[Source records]
Start of Block
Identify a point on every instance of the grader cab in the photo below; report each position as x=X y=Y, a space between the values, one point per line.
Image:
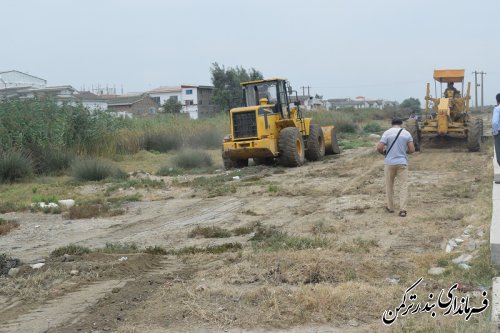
x=448 y=113
x=271 y=127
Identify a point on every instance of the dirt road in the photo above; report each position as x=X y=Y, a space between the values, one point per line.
x=321 y=289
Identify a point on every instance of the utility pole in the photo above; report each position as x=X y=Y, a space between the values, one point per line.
x=482 y=91
x=475 y=90
x=304 y=91
x=479 y=85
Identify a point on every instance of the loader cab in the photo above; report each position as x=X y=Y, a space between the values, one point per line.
x=274 y=90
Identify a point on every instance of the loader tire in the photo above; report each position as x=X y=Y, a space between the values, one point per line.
x=412 y=127
x=291 y=147
x=315 y=143
x=474 y=134
x=230 y=164
x=264 y=161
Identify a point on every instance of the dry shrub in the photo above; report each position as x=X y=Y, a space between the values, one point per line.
x=6 y=226
x=129 y=141
x=209 y=232
x=14 y=165
x=87 y=211
x=275 y=306
x=192 y=159
x=162 y=141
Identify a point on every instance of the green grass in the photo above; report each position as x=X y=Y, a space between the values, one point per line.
x=14 y=166
x=272 y=239
x=71 y=249
x=214 y=249
x=372 y=127
x=155 y=250
x=273 y=188
x=191 y=159
x=91 y=169
x=209 y=232
x=135 y=183
x=44 y=198
x=359 y=245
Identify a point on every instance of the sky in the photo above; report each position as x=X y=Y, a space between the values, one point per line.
x=340 y=48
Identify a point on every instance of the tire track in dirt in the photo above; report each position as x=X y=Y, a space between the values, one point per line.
x=70 y=309
x=61 y=309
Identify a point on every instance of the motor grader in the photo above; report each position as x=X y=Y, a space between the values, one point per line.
x=449 y=115
x=270 y=126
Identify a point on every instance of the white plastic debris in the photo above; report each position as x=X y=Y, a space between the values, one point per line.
x=66 y=203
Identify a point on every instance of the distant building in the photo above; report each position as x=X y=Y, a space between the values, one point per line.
x=195 y=100
x=16 y=79
x=359 y=102
x=91 y=101
x=60 y=93
x=133 y=106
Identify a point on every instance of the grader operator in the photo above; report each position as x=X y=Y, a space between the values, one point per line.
x=271 y=127
x=447 y=116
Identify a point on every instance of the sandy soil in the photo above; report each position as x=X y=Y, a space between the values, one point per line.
x=343 y=194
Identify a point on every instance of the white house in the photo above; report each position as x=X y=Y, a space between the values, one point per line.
x=16 y=79
x=195 y=99
x=92 y=101
x=164 y=93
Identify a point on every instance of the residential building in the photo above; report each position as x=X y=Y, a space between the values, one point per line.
x=92 y=101
x=16 y=79
x=132 y=106
x=196 y=100
x=359 y=102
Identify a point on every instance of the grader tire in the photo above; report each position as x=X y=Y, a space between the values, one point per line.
x=291 y=147
x=474 y=134
x=315 y=143
x=412 y=127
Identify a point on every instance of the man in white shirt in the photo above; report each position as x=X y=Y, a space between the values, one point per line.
x=395 y=143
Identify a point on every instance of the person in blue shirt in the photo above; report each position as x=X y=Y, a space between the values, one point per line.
x=495 y=127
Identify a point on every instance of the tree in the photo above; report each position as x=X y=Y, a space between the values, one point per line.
x=227 y=90
x=412 y=104
x=172 y=106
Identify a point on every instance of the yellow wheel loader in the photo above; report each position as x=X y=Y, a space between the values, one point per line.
x=449 y=115
x=271 y=126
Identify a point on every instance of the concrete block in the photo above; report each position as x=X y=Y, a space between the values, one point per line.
x=496 y=167
x=495 y=226
x=495 y=216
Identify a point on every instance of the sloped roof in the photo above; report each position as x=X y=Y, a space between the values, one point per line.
x=88 y=96
x=166 y=89
x=36 y=77
x=126 y=100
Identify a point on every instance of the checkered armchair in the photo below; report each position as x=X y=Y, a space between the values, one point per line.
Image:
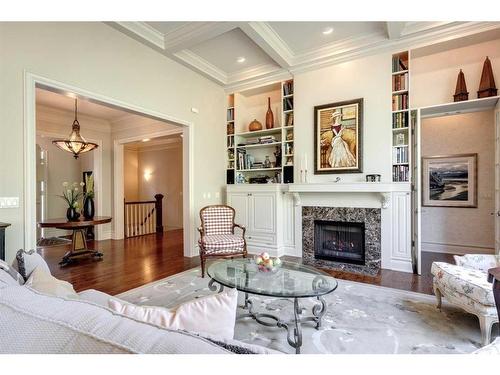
x=217 y=236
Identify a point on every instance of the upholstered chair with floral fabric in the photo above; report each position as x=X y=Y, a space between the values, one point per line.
x=465 y=284
x=217 y=236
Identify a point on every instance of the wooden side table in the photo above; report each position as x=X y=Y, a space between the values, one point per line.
x=78 y=239
x=2 y=239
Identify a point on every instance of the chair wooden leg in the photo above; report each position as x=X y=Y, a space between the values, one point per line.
x=202 y=263
x=485 y=323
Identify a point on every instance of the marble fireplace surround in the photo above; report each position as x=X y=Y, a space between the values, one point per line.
x=372 y=219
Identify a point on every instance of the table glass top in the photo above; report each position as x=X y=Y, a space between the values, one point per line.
x=290 y=280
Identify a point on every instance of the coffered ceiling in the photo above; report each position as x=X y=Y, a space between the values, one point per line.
x=244 y=54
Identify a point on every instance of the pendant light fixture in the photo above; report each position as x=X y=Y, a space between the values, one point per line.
x=75 y=144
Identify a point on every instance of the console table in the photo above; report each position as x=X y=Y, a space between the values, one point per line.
x=78 y=239
x=2 y=239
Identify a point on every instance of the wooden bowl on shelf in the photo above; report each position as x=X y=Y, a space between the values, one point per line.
x=255 y=125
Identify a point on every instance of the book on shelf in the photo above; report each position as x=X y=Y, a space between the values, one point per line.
x=399 y=102
x=400 y=120
x=288 y=88
x=400 y=82
x=400 y=173
x=398 y=64
x=400 y=155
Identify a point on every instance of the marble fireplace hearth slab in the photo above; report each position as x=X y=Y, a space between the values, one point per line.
x=372 y=219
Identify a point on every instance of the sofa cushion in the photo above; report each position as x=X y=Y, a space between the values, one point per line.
x=44 y=282
x=34 y=323
x=469 y=282
x=222 y=243
x=26 y=262
x=481 y=262
x=213 y=315
x=9 y=275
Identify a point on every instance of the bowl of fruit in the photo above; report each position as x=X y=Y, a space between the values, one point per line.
x=266 y=264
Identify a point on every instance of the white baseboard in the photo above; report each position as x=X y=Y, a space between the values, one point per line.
x=433 y=247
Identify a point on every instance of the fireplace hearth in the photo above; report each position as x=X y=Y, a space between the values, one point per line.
x=339 y=241
x=342 y=238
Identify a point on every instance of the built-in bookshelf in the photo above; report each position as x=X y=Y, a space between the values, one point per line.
x=230 y=151
x=267 y=155
x=402 y=119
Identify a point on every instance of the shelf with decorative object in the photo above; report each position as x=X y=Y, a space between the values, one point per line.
x=401 y=117
x=263 y=133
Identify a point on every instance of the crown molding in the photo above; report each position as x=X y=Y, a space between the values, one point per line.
x=374 y=44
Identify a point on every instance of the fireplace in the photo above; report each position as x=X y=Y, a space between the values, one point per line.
x=339 y=241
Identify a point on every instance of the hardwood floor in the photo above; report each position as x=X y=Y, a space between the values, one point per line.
x=137 y=261
x=127 y=264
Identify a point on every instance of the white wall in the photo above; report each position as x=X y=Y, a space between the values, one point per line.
x=368 y=78
x=100 y=59
x=130 y=174
x=461 y=230
x=434 y=76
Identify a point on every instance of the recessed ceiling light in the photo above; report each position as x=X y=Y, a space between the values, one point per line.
x=327 y=30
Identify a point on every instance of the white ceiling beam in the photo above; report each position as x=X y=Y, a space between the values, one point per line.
x=195 y=33
x=268 y=39
x=395 y=29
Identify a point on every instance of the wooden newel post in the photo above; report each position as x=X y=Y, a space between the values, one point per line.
x=159 y=215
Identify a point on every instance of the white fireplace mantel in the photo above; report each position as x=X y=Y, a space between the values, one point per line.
x=382 y=188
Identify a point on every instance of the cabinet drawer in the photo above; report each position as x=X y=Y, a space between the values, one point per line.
x=261 y=238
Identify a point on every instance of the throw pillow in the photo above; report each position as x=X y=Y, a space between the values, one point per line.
x=27 y=261
x=43 y=282
x=480 y=262
x=213 y=315
x=12 y=272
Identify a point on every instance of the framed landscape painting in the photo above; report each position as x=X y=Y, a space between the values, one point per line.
x=449 y=181
x=337 y=137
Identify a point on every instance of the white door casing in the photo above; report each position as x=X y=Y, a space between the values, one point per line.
x=31 y=82
x=497 y=179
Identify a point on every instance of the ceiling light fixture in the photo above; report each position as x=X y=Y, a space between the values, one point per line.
x=327 y=30
x=75 y=144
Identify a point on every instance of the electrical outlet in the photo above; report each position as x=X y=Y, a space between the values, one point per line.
x=9 y=202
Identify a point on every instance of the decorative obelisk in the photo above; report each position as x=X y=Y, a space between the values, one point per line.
x=487 y=85
x=461 y=92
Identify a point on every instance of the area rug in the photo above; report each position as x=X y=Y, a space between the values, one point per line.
x=361 y=319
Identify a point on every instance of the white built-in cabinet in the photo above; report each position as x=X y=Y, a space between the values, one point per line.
x=261 y=209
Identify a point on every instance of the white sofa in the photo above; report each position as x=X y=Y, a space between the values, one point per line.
x=465 y=284
x=31 y=322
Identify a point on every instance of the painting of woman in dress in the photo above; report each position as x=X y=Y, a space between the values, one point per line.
x=338 y=137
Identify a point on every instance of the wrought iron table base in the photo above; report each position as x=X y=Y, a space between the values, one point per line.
x=293 y=328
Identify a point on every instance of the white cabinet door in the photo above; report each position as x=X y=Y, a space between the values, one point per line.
x=262 y=213
x=401 y=222
x=239 y=201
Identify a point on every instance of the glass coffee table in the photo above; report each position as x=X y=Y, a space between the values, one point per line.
x=291 y=281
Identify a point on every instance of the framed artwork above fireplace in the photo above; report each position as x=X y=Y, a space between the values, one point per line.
x=338 y=128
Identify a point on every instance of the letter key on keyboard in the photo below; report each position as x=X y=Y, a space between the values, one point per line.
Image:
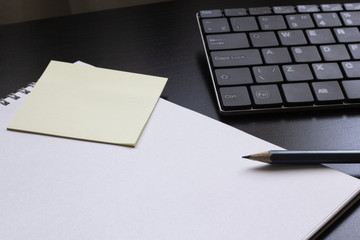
x=283 y=58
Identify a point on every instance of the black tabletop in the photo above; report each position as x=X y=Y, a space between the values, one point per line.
x=163 y=39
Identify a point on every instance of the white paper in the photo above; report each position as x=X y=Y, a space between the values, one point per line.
x=185 y=179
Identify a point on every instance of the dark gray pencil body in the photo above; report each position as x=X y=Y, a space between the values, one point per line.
x=307 y=157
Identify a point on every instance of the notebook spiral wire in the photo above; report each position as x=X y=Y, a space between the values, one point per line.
x=23 y=90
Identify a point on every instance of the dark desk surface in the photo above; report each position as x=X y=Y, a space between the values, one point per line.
x=163 y=40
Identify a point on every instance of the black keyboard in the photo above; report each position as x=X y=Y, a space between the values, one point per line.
x=283 y=58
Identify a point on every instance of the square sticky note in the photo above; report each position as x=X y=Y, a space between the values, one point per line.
x=89 y=103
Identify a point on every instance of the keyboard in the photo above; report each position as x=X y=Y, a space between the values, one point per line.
x=283 y=58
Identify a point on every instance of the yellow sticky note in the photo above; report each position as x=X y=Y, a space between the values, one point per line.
x=89 y=103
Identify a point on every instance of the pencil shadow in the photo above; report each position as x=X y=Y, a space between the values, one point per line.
x=290 y=167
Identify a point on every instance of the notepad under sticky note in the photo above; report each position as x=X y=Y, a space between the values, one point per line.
x=177 y=184
x=87 y=103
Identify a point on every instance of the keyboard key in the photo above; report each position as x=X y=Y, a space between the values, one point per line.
x=327 y=20
x=233 y=76
x=298 y=21
x=283 y=57
x=308 y=8
x=236 y=58
x=276 y=55
x=274 y=22
x=328 y=91
x=320 y=36
x=235 y=97
x=325 y=71
x=347 y=34
x=244 y=24
x=266 y=95
x=267 y=74
x=227 y=41
x=260 y=11
x=210 y=13
x=331 y=7
x=292 y=37
x=216 y=25
x=263 y=39
x=235 y=12
x=306 y=54
x=297 y=93
x=352 y=69
x=352 y=6
x=355 y=50
x=284 y=9
x=334 y=52
x=352 y=89
x=351 y=18
x=297 y=72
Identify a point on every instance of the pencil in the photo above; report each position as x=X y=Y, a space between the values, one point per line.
x=306 y=157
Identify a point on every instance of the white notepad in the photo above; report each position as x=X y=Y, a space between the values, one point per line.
x=185 y=179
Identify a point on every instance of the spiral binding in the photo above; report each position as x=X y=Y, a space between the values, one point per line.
x=16 y=97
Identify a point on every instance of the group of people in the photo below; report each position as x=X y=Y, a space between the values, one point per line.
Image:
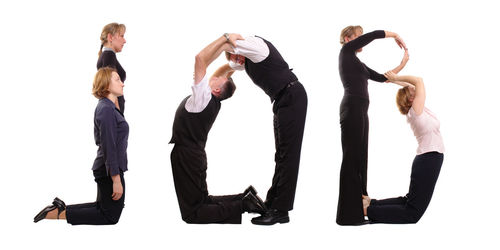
x=197 y=112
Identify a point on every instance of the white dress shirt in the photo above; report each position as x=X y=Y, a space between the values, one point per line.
x=253 y=48
x=202 y=94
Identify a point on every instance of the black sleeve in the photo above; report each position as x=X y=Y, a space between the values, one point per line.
x=375 y=76
x=108 y=135
x=365 y=39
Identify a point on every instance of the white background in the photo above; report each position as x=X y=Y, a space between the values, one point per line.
x=48 y=53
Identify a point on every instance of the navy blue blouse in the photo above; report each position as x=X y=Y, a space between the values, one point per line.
x=111 y=135
x=353 y=73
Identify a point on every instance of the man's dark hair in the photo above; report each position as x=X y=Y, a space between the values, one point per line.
x=227 y=89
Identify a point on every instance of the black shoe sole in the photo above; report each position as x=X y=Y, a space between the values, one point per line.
x=265 y=223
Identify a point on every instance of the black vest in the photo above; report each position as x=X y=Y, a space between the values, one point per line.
x=191 y=129
x=272 y=74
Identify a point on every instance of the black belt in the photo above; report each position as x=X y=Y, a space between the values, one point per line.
x=291 y=84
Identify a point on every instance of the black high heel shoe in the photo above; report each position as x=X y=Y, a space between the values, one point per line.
x=56 y=204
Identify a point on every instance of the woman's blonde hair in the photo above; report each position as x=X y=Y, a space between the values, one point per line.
x=349 y=31
x=403 y=100
x=102 y=79
x=113 y=29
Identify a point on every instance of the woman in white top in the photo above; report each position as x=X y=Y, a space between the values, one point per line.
x=426 y=165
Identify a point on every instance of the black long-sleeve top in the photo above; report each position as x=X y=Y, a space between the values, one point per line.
x=108 y=59
x=111 y=135
x=353 y=73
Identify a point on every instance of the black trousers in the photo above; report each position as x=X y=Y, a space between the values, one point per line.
x=104 y=211
x=289 y=120
x=189 y=169
x=353 y=172
x=409 y=209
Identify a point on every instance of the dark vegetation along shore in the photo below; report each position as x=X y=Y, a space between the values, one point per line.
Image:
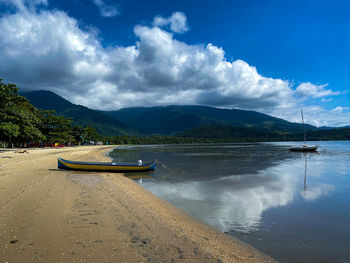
x=42 y=118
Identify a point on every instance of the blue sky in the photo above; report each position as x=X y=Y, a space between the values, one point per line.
x=270 y=56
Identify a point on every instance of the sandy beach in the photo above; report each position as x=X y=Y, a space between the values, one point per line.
x=52 y=215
End of Block
▸ **EXERCISE**: For every line above with the word "below" in it, make a copy.

▸ **YOUR RESPONSE**:
Identify a point on every instance of the grader cab in the photo below; report each position as x=X y=Y, a space between the values, one point per line.
Identify a point on every instance of the checkered armchair in the photo below; report each position as x=X y=Y, a space between the values, one point per line.
Identify a point on every instance of the letter key on keyboard in the photo below; report each position as x=X y=Y, a space between the values, one point per line.
Identify a point on every instance of the group of people in the photo below; report each position as x=X y=Y, a space between the values, one point per line.
Identify a point on every instance of the dark vegetation along shore in the photo below; report each position as x=X y=Y, a space between the values, one point per line.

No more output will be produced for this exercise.